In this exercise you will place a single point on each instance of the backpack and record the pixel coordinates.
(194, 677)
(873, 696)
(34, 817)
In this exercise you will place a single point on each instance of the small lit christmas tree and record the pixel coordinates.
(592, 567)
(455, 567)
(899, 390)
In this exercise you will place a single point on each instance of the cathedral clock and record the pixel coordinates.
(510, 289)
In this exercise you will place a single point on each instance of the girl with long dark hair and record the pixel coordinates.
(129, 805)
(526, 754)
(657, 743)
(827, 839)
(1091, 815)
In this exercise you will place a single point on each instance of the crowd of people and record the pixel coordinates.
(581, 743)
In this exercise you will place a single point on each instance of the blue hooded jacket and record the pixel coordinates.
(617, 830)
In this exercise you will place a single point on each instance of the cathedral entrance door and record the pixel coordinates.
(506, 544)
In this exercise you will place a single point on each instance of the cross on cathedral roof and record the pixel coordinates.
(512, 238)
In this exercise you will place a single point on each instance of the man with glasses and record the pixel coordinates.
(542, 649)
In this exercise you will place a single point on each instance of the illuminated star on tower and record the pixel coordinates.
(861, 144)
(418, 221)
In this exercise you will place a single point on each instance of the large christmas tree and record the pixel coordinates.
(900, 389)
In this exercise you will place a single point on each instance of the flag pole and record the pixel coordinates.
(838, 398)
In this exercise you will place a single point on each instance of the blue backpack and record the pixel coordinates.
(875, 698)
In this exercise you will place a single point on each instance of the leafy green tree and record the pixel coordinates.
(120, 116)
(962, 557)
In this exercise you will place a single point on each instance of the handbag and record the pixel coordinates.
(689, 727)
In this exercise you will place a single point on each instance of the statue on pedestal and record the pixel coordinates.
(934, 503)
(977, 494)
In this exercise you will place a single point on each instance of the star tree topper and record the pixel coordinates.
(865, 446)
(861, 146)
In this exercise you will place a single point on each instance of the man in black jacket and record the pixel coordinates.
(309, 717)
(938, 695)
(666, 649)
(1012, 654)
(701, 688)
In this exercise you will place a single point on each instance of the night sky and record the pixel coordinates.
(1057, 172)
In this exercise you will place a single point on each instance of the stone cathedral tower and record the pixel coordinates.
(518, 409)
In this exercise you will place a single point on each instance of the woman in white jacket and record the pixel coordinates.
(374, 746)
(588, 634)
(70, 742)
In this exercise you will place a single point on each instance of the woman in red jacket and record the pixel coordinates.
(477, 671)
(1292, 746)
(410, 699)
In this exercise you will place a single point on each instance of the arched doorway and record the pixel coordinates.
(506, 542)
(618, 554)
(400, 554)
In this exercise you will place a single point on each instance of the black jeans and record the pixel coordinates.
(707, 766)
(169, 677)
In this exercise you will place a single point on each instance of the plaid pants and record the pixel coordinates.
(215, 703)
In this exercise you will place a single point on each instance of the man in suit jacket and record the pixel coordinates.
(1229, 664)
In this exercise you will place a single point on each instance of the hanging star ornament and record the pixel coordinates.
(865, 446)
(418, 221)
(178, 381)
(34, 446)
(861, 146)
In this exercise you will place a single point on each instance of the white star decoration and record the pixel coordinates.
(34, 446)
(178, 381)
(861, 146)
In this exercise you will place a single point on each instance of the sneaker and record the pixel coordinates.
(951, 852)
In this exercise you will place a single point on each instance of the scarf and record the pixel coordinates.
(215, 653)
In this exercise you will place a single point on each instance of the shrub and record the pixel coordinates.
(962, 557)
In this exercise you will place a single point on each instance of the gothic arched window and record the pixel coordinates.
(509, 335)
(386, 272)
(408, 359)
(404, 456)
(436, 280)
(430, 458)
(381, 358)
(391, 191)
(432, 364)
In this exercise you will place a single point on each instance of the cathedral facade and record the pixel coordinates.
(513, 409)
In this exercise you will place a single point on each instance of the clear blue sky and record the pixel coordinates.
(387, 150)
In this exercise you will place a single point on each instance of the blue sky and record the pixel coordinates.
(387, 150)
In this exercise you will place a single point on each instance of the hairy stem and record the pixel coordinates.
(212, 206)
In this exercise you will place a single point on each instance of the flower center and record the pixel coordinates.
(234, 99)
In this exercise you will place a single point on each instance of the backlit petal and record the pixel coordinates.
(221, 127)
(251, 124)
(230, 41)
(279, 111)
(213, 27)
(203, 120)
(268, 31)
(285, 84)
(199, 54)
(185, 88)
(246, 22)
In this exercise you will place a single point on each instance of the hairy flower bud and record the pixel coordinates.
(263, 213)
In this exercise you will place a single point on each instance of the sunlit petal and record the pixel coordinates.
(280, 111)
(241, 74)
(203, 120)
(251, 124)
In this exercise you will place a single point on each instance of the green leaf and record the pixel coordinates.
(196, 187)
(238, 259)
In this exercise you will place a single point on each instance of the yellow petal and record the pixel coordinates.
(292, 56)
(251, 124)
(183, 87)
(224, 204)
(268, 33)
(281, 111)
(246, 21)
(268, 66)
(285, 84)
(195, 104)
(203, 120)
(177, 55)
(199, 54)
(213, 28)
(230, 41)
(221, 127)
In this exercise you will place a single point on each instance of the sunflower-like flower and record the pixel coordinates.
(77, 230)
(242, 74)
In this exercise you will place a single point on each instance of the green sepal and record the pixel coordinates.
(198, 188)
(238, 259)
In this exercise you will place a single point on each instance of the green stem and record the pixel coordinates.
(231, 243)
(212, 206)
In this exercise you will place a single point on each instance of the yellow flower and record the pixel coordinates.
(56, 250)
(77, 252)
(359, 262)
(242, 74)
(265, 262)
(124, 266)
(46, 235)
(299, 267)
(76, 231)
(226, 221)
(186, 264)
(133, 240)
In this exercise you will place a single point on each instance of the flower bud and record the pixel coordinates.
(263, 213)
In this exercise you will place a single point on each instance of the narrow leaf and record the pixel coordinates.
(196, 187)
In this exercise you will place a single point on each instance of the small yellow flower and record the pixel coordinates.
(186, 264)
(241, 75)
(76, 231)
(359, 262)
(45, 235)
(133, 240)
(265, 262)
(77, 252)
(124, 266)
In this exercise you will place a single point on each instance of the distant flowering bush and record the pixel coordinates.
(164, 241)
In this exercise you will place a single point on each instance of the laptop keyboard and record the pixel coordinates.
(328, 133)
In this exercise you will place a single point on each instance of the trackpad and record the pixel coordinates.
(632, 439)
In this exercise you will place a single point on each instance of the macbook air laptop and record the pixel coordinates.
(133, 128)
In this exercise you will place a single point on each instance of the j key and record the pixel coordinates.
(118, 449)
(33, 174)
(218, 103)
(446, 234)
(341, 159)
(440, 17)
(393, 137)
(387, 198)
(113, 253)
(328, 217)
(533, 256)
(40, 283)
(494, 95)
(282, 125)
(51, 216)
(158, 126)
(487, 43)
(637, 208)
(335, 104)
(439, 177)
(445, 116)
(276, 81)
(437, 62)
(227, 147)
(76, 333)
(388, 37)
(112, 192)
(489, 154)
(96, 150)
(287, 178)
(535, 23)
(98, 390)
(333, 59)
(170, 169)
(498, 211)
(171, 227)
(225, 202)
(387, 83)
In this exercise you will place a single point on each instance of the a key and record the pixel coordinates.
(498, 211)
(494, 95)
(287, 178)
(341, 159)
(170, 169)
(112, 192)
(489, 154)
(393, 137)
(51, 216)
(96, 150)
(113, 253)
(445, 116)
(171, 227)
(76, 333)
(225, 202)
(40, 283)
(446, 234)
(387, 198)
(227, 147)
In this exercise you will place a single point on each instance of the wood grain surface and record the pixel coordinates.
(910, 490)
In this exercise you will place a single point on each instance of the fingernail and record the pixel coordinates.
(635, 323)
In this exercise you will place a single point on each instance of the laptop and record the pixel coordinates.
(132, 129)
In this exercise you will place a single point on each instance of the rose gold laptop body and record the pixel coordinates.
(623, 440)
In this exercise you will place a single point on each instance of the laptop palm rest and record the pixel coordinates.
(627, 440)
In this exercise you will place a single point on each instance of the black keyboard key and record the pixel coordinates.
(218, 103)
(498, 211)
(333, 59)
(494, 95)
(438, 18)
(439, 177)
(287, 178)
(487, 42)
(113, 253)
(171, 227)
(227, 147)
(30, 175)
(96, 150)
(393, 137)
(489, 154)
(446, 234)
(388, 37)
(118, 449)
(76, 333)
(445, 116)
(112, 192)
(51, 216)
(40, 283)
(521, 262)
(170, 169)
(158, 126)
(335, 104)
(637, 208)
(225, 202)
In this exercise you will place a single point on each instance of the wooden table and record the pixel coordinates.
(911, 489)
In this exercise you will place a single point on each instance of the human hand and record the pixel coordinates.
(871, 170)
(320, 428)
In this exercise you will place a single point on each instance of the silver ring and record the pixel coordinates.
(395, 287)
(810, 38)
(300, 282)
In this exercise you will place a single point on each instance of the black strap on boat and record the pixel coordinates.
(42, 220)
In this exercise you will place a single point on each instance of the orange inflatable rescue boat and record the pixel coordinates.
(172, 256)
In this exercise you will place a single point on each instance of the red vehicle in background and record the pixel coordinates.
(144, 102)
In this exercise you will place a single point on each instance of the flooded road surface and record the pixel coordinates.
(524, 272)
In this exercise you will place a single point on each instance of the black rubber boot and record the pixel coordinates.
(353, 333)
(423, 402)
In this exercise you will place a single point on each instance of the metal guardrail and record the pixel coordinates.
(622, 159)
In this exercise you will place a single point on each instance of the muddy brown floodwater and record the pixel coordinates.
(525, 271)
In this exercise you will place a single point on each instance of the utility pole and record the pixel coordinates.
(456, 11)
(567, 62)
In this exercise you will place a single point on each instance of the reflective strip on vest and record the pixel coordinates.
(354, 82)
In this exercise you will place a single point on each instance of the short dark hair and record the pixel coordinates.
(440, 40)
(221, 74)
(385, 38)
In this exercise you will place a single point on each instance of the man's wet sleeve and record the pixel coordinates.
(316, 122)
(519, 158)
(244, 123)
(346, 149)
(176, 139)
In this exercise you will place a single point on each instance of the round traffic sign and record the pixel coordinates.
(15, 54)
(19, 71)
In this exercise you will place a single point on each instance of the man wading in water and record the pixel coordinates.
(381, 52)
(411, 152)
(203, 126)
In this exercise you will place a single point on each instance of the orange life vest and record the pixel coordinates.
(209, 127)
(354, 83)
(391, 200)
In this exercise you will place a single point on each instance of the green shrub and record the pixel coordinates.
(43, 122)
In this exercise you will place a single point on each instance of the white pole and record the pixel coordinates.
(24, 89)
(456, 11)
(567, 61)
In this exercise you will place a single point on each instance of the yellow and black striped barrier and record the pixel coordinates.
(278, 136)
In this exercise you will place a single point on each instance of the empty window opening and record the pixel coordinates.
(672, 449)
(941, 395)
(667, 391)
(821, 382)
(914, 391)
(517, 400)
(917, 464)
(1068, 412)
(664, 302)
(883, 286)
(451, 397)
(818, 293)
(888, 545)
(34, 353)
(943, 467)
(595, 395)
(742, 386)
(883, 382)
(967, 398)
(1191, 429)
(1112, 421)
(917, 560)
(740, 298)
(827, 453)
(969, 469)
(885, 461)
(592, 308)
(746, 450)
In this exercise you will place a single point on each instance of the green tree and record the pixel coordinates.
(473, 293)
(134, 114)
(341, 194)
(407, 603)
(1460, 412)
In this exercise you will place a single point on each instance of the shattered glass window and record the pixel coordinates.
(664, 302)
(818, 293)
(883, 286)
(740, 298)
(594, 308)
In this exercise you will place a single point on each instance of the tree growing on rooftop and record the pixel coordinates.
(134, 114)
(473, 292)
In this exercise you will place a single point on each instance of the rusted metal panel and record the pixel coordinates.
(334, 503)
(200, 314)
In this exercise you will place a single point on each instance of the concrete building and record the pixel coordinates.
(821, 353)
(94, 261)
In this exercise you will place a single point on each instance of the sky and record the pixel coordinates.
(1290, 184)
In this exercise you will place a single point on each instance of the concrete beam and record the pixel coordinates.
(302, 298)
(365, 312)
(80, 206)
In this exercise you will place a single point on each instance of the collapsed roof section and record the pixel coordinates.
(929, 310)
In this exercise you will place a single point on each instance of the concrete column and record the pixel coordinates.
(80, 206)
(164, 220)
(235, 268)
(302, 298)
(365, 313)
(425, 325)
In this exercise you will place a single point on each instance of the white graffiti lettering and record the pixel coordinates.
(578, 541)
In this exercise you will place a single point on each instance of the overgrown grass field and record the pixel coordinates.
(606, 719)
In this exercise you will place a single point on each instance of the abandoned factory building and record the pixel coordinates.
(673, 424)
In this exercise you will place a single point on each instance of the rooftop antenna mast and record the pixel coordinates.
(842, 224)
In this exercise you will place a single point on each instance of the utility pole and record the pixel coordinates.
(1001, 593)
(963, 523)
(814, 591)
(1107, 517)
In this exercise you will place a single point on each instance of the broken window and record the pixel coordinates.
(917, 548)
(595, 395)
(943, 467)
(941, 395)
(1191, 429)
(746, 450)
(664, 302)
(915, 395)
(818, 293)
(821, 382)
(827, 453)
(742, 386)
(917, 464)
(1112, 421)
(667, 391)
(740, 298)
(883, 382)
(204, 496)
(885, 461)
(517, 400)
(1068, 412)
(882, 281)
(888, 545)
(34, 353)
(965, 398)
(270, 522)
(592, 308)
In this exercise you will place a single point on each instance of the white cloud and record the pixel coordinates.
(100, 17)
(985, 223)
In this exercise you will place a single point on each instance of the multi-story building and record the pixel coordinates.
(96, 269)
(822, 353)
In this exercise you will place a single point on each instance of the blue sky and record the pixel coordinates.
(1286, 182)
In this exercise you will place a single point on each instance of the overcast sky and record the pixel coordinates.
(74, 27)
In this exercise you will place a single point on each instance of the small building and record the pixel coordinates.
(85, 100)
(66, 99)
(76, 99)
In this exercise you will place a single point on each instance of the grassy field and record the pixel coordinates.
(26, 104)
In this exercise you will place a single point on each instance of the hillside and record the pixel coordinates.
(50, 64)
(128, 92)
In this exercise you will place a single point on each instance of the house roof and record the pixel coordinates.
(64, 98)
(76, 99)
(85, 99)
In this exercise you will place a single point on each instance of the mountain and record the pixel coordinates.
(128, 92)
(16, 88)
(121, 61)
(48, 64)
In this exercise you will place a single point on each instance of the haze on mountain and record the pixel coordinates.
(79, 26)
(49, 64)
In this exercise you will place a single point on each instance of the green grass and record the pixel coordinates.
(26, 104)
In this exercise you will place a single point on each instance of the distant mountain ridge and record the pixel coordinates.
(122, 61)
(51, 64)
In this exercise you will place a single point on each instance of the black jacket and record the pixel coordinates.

**Direction**: Everything from the line that contains "grassy field and record the pixel coordinates." through the end of the records must be duplicated exactly, and nothing outside that range.

**Task response**:
In this exercise you will place a single point on each instance of the grassy field and record the pixel coordinates.
(26, 104)
In this exercise you will place a single point on each instance of the hillside and record the pixel coordinates.
(50, 64)
(128, 92)
In this exercise you will place a single point on each instance of the house roof and record the pixel coordinates.
(64, 98)
(76, 99)
(85, 99)
In this exercise you will place a single point on each instance of the mountain and record the pixel coordinates.
(128, 92)
(16, 88)
(121, 61)
(48, 64)
In this exercise you will place a single point on each instance of the haze on mountain and record the pixel coordinates.
(79, 26)
(49, 64)
In this exercise you will place a single point on each instance of the green grass and record the pixel coordinates.
(26, 104)
In this exercise you will place a single point on each instance of the distant mountain ridge and record the pixel coordinates.
(122, 61)
(51, 64)
In this exercise you will place a single point on each instance of the black jacket and record the pixel coordinates.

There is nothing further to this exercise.